[Quoted text]
BEGIN
Newest Melbourne Zoo Lemurs Find Their Voice

12 March 2021

Melbourne Zoo's newest, rarest – and noisiest - residents have been showing off their impressive range of vocalisations.

Ruffed Lemur sisters Mari and Setra arrived at the Zoo late last year and have become one of the louder contributors
to the Zoo's soundscape since moving into their habitat next to Lemur Island.

Melbourne Zoo Primates Keeper Lauren Corcoran said the critically-endangered Black-and-white Ruffed Lemur species
has more than a dozen different calls, and each sound has a specific purpose.

"As you walk around the Zoo, you might hear our Ruffed Lemur girls vocalising," Ms Corcoran said. "They have got a
really unique repertoire of vocalisations."

Setra is only one year old and Mari is two, but Ms Corcoran says the sisters have already developed the wide range of
calls typical of their species.

"Generally, it is an alarm call that you might hear in response to an overhead bird of prey of some sort. Or it could be
a contact call, just making sure that they know where the other one is.
END
[Data entries]
BEGIN
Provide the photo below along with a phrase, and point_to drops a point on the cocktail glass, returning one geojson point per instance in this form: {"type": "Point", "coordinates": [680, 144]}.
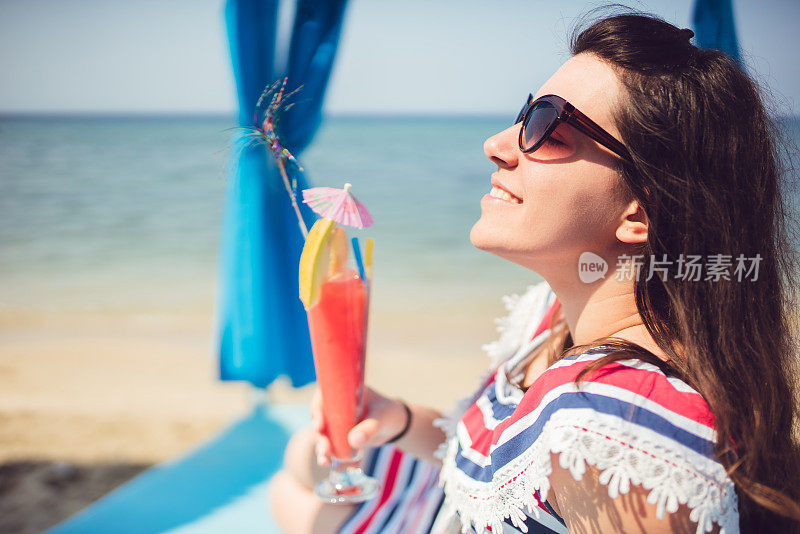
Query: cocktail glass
{"type": "Point", "coordinates": [337, 323]}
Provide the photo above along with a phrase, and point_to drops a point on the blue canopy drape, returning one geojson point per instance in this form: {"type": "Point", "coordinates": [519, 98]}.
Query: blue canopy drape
{"type": "Point", "coordinates": [261, 325]}
{"type": "Point", "coordinates": [714, 26]}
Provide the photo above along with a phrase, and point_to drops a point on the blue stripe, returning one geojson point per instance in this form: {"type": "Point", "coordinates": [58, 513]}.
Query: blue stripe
{"type": "Point", "coordinates": [534, 527]}
{"type": "Point", "coordinates": [369, 469]}
{"type": "Point", "coordinates": [412, 473]}
{"type": "Point", "coordinates": [599, 403]}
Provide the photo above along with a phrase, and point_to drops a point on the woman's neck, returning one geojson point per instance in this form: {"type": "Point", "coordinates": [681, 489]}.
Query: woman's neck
{"type": "Point", "coordinates": [601, 309]}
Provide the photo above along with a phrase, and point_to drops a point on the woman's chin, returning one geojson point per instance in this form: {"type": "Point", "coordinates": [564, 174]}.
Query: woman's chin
{"type": "Point", "coordinates": [485, 239]}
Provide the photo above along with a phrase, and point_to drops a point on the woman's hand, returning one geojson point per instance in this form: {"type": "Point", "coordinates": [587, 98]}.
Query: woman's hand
{"type": "Point", "coordinates": [382, 419]}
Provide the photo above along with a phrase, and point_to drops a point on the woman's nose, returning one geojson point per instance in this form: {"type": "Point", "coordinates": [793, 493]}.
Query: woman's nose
{"type": "Point", "coordinates": [502, 148]}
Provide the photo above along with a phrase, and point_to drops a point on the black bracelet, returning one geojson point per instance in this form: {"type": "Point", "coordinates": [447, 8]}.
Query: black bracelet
{"type": "Point", "coordinates": [408, 423]}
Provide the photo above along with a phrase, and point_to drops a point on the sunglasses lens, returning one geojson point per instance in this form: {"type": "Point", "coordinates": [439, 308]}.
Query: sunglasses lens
{"type": "Point", "coordinates": [540, 119]}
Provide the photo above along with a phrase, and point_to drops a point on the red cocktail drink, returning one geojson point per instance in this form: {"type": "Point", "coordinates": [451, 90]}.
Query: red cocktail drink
{"type": "Point", "coordinates": [338, 323]}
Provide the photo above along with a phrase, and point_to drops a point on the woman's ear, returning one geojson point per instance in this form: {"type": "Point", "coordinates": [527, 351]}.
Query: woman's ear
{"type": "Point", "coordinates": [633, 228]}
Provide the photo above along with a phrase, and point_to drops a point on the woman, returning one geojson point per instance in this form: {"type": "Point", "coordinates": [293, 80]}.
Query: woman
{"type": "Point", "coordinates": [648, 396]}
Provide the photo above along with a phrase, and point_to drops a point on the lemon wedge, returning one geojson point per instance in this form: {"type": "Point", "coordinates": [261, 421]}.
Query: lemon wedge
{"type": "Point", "coordinates": [314, 261]}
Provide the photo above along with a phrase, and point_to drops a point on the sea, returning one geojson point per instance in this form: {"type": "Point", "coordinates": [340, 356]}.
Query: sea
{"type": "Point", "coordinates": [122, 214]}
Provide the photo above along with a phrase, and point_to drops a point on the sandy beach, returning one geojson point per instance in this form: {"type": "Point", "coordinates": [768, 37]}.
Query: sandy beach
{"type": "Point", "coordinates": [90, 400]}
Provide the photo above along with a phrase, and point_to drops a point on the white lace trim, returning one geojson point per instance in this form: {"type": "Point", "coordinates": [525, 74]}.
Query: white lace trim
{"type": "Point", "coordinates": [512, 328]}
{"type": "Point", "coordinates": [673, 474]}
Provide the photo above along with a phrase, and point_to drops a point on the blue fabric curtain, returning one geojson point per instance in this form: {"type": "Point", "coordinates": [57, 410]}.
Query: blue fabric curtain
{"type": "Point", "coordinates": [714, 26]}
{"type": "Point", "coordinates": [261, 324]}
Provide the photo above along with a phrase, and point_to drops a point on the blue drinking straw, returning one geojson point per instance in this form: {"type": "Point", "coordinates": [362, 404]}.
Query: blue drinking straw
{"type": "Point", "coordinates": [359, 261]}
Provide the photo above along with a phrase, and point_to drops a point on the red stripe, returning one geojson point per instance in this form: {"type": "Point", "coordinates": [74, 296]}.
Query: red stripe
{"type": "Point", "coordinates": [650, 384]}
{"type": "Point", "coordinates": [394, 463]}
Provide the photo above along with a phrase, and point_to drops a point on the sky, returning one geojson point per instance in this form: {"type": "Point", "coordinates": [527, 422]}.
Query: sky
{"type": "Point", "coordinates": [473, 57]}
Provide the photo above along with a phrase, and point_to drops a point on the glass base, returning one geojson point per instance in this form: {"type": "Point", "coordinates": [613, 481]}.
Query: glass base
{"type": "Point", "coordinates": [346, 483]}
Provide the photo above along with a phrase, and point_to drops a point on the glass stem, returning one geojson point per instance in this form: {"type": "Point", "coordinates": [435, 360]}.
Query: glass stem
{"type": "Point", "coordinates": [341, 470]}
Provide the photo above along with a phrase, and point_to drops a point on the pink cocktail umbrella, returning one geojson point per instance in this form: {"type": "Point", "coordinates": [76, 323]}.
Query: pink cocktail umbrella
{"type": "Point", "coordinates": [339, 205]}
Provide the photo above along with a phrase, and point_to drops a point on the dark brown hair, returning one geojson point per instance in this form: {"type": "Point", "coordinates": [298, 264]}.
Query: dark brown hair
{"type": "Point", "coordinates": [707, 172]}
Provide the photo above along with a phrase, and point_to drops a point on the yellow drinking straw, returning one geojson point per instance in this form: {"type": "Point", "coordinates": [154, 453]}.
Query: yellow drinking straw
{"type": "Point", "coordinates": [368, 257]}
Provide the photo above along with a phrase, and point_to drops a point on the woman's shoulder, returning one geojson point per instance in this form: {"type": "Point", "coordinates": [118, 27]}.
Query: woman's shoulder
{"type": "Point", "coordinates": [525, 311]}
{"type": "Point", "coordinates": [629, 420]}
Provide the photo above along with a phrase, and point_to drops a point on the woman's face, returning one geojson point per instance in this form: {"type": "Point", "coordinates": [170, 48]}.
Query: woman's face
{"type": "Point", "coordinates": [570, 195]}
END
[Task]
Reproduce the lemur article word for word from "Melbourne Zoo's newest, rarest" to "a specific purpose.". The records play no part in what comes next.

[Expected output]
Melbourne Zoo's newest, rarest – and noisiest - residents have been showing off their impressive range of vocalisations.

Ruffed Lemur sisters Mari and Setra arrived at the Zoo late last year and have become one of the louder contributors
to the Zoo's soundscape since moving into their habitat next to Lemur Island.

Melbourne Zoo Primates Keeper Lauren Corcoran said the critically-endangered Black-and-white Ruffed Lemur species
has more than a dozen different calls, and each sound has a specific purpose.